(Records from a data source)
§ §

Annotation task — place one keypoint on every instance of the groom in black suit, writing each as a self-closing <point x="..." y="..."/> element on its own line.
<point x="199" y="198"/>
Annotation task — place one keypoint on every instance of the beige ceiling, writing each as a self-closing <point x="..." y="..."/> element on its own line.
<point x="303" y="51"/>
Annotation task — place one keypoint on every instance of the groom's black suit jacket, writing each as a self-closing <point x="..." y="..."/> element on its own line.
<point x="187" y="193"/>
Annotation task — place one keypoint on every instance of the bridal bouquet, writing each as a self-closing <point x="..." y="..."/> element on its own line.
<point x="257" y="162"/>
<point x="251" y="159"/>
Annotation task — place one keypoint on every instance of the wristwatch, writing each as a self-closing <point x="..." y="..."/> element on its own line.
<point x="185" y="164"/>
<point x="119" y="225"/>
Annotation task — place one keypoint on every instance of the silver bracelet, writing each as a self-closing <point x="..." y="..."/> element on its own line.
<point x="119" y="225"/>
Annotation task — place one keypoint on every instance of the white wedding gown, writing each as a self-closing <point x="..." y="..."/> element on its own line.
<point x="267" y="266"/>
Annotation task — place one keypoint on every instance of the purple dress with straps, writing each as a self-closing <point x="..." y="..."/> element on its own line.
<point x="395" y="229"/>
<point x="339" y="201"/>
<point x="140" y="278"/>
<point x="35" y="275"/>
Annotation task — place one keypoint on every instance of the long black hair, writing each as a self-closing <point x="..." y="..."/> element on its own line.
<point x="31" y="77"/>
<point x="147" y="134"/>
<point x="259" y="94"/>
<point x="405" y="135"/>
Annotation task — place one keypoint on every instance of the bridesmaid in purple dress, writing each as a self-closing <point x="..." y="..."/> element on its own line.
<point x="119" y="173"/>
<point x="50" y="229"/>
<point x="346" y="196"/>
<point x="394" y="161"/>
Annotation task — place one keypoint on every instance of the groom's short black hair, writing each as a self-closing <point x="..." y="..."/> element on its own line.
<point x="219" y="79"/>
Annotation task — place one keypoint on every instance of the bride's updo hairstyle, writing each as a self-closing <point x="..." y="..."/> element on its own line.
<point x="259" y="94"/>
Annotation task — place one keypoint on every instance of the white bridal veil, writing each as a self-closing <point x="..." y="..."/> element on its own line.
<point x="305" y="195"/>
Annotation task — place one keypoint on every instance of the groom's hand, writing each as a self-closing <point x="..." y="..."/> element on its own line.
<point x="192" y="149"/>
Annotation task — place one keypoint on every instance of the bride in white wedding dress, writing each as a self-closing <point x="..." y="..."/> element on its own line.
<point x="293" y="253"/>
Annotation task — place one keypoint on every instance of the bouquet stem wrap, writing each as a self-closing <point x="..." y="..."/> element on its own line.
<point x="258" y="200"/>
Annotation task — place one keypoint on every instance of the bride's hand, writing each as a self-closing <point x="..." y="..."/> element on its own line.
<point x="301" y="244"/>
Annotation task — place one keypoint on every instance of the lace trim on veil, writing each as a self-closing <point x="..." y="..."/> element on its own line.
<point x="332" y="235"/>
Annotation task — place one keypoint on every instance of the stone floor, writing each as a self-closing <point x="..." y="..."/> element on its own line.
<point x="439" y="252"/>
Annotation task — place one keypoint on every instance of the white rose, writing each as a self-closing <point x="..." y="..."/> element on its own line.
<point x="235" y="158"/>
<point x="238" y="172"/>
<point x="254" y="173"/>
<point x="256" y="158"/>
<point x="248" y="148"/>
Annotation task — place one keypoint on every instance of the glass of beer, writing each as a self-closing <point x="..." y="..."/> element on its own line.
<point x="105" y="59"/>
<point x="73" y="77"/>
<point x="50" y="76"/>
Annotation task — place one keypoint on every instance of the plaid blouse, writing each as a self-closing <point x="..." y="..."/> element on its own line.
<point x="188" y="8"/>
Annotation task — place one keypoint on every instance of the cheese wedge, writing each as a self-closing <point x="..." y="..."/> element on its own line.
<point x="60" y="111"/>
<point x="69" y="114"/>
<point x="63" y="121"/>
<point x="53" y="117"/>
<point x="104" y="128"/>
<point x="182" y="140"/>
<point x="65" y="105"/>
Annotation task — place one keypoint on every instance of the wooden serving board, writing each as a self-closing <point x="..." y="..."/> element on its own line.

§ §

In this exercise, reproduce each line above exactly.

Annotation task — place one keypoint on every instance of the groom in black suit, writing each as a self-closing <point x="..." y="..."/> element on its own line.
<point x="199" y="198"/>
Annotation task — place one keypoint on every instance of the beige ceiling, writing each as a self-closing <point x="..." y="..."/> element on its own line.
<point x="303" y="51"/>
Annotation task — place one keypoint on every instance of the groom's black suit jacket, writing each as a self-closing <point x="..." y="..."/> element on its own line.
<point x="187" y="193"/>
Annotation task — place one keypoint on every instance of the bridal bouquet, writing each as a self-closing <point x="..." y="..."/> element on its own line.
<point x="257" y="162"/>
<point x="251" y="159"/>
Annotation task — place one keypoint on every instance of the wristwatch, writing each as a self-closing <point x="..." y="..."/> element on its own line.
<point x="185" y="164"/>
<point x="119" y="225"/>
Annotation task — place one keypoint on every instance of the silver bracelet, writing each as a self-closing <point x="..." y="..."/> element on its own line.
<point x="119" y="225"/>
Annotation task — place one keypoint on every instance of the white wedding gown, writing each as a self-closing <point x="..." y="..."/> element on its own line.
<point x="267" y="266"/>
Annotation task — place one keypoint on every instance of the purple dress with straps, writing each as a self-closing <point x="..." y="..."/> element on its own line.
<point x="395" y="229"/>
<point x="339" y="201"/>
<point x="140" y="278"/>
<point x="35" y="275"/>
Annotation task — place one keypoint on every instance of the long black hair, writing each as a self-closing <point x="..." y="..."/> element on its own line.
<point x="31" y="77"/>
<point x="147" y="134"/>
<point x="259" y="94"/>
<point x="405" y="135"/>
Annotation task — place one keypoint on every instance of the bridesmaid in purple dress, writing each as a self-closing <point x="..." y="..."/> element on its own line.
<point x="119" y="173"/>
<point x="50" y="229"/>
<point x="346" y="196"/>
<point x="394" y="161"/>
Annotation task — place one keypoint on every instance of the groom's short black hair, writing each as a self-closing <point x="..." y="..."/> element on its own line.
<point x="219" y="79"/>
Annotation task — place one keypoint on every instance of the bride's updo hairstyle, writing each as a self-closing <point x="..." y="..."/> element on its own line.
<point x="259" y="94"/>
Annotation task — place one keypoint on every instance of the white bridal veil, writing each as a self-closing <point x="..." y="..."/> element on its own line.
<point x="305" y="195"/>
Annotation task — place one keypoint on every instance of the groom's hand, writing each as a self-closing <point x="..." y="..."/> element on its own line.
<point x="192" y="149"/>
Annotation task — place one keypoint on every instance of the bride in white wedding dress, writing each as a self-closing <point x="..." y="..."/> element on its own line.
<point x="293" y="253"/>
Annotation task — place one keypoint on every instance of the bouquet stem wrap, writing each as a self-closing <point x="..." y="..."/> element on its own line.
<point x="258" y="200"/>
Annotation task — place one keypoint on every instance of the bride's hand, writing each as a self-closing <point x="..." y="..."/> element on its own line.
<point x="301" y="244"/>
Annotation task — place one keypoint on every instance of the lace trim on veil, writing each as a self-closing <point x="..." y="..."/> element on its own line.
<point x="332" y="235"/>
Annotation task — place one keypoint on every instance of the stone floor, writing each as a self-closing <point x="..." y="..."/> element on its own line.
<point x="439" y="252"/>
Annotation task — place one keypoint on every instance of the white rose, writing each as a self-closing <point x="..." y="..."/> element on its own line.
<point x="235" y="158"/>
<point x="238" y="172"/>
<point x="254" y="173"/>
<point x="256" y="158"/>
<point x="248" y="148"/>
Annotation task — place one keypoint on every instance of the glass of beer, writing each as a self-closing <point x="..." y="..."/> element on its own line.
<point x="105" y="59"/>
<point x="73" y="77"/>
<point x="50" y="76"/>
Annotation task — place one keypoint on every instance of the plaid blouse, writing each as a self-closing <point x="..." y="..."/> element on its own line.
<point x="188" y="8"/>
Annotation task — place one keypoint on every instance of the cheese wedge, writing each as a self-closing <point x="..." y="..."/> element on its own line.
<point x="60" y="111"/>
<point x="69" y="114"/>
<point x="63" y="121"/>
<point x="53" y="117"/>
<point x="104" y="128"/>
<point x="182" y="140"/>
<point x="65" y="105"/>
Annotation task — place one keypoint on every instance of the wooden serving board, writing each as a self-closing <point x="..." y="..."/> element on its own line.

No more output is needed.